Short problem: Turn the records below into a Markdown table with the columns "Row" and "Line", one numbered row for each line of text. Skip blank lines and leave out the pictures.

Data section:
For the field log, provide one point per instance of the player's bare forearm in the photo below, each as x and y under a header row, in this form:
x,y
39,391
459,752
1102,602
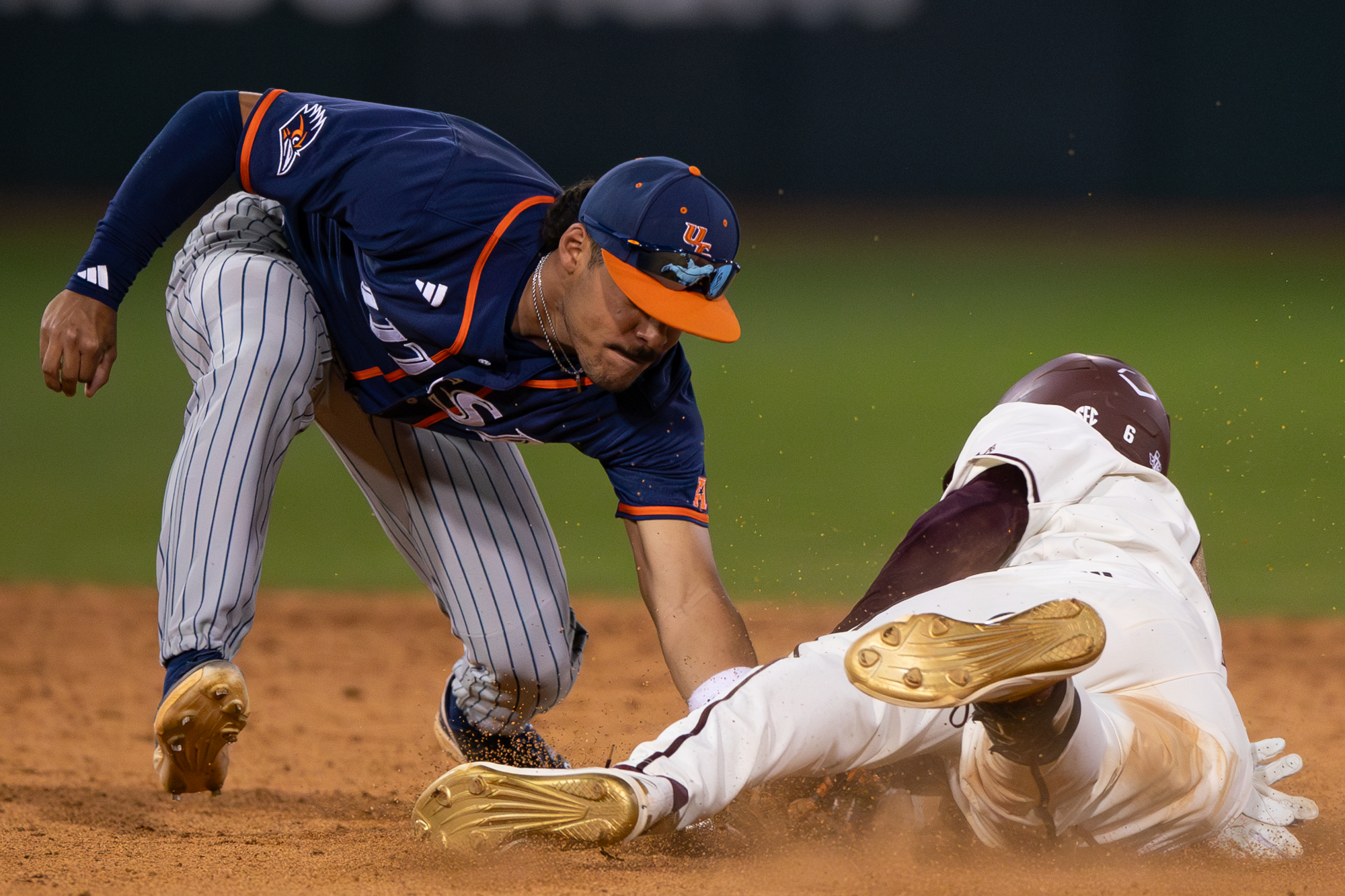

Exercise result:
| Row | Line |
|---|---|
| 1 | For the field log, provide one point per instance of the player's bare forearm in the photo below, each as x and y under a header row, in this form: |
| 2 | x,y |
| 3 | 39,391 |
| 4 | 459,752 |
| 5 | 1102,602 |